## PASSAGE SHOWN
━━━━━━
Target Market Segments with Your Rental Ads, Part II

2018-11-19

Target Market Segments with Your Rental Ads, Part II

Flesh out the ideal renter that you visualize as you write and market your listing.

A lady siting at a porch.Last week, we defined what exactly a ‘target market segment’ was, and also talked a bit about the relationship between features, benefits, and market segments. Now we’re going to tell you exactly how to pick out market segments for your current properties.

Start with the Area
The broadest market segments can be determined by looking at the demographics of the area around the house. Online you can usually find numbers on average household income, education, etc. to create a profile of the statistically most likely tenant. What attracts a low-demographic tenant is usually vastly different than what attracts a high-demographic tenant.

It’s important to know these ‘baseline’ demographics – but they’re only the beginning. You can target an advertisement to “low-demographic” or “middleish-demographic”, but these groups are often too large and diverse to be meaningful targets. You can use them to determine what kind of language you should use though, what kinds of cultural references will be recognized, and so on. You probably wouldn’t have a lot of success telling an urban audience that a home “blends rustic and urban like Gwen Stefani and Blake Shelton,”. On the other hand, if your ad stated a home is, “part city and part country like Lil’ Tracy and Lil’ Tracy” you’d have more success connecting with your target audience (Bonus points if you can be funny with it).

To narrow down further, we have to look at the features of the house, and build a profile up based on those features.

Look at What is Accessible
When it comes to rental houses, most people have a fairly long list of wants and a fairly short list of must-haves – but the must-haves will almost always include a few items that center around what that specific person finds the most valuable. Some people will insist on living near a decent grocery store, others have to have easy access to a highway because their job is a significant commute away, and others would love it if their children could walk to school safely. Jot down everything within a 15-minute walk and a 10-minute drive, and then take note of the biggest/most unique employers, stores, entertainment, and landmarks within a 30-minute drive.
━━━━━━
## GIVEN DATA
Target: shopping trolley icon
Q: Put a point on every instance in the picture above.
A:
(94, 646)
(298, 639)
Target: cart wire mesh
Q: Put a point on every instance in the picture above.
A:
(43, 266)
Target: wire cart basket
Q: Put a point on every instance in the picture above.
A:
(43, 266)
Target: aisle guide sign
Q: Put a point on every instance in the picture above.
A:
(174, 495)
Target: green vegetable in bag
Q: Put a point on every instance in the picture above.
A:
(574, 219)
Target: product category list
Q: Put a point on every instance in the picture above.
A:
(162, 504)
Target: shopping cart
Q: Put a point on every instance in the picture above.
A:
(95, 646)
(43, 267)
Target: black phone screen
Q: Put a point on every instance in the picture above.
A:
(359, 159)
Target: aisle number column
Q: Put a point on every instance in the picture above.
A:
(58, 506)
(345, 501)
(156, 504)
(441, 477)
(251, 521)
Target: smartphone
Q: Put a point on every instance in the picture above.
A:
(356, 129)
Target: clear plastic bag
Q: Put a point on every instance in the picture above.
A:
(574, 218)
━━━━━━
## WHAT YOU NEED TO DO
**1.** Transcribe everything in the rental ads article from "It’s important to" down to "funny with it).".
**2.** Answer these questions from the rental ads article:
(a) What two examples of area statistics does it say can usually be found online?
(b) Besides a 15-minute walk, what radius does it say to use when jotting down everything nearby?
(c) What date does it show?
**3.** Say whether each statement agrees with the rental ads article, and quote the words that settle it:
(a) Baseline area demographics are enough on their own to target an ad.
(b) The previous week's piece defined a target market segment.
(c) Notable employers within a 30-minute drive should be noted.
The records play no part in this work.

## SOLUTION LIST
**1.**
It’s important to know these ‘baseline’ demographics – but they’re only the beginning. You can target an advertisement to “low-demographic” or “middleish-demographic”, but these groups are often too large and diverse to be meaningful targets. You can use them to determine what kind of language you should use though, what kinds of cultural references will be recognized, and so on. You probably wouldn’t have a lot of success telling an urban audience that a home “blends rustic and urban like Gwen Stefani and Blake Shelton,”. On the other hand, if your ad stated a home is, “part city and part country like Lil’ Tracy and Lil’ Tracy” you’d have more success connecting with your target audience (Bonus points if you can be funny with it).

**2.**
(a) Average household income and education.
(b) A 10-minute drive.
(c) 2018-11-19.

**3.**
(a) No: "they’re only the beginning"
(b) Yes: "Last week, we defined what exactly a ‘target market segment’ was"
(c) Yes: "take note of the biggest/most unique employers, stores, entertainment, and landmarks within a 30-minute drive"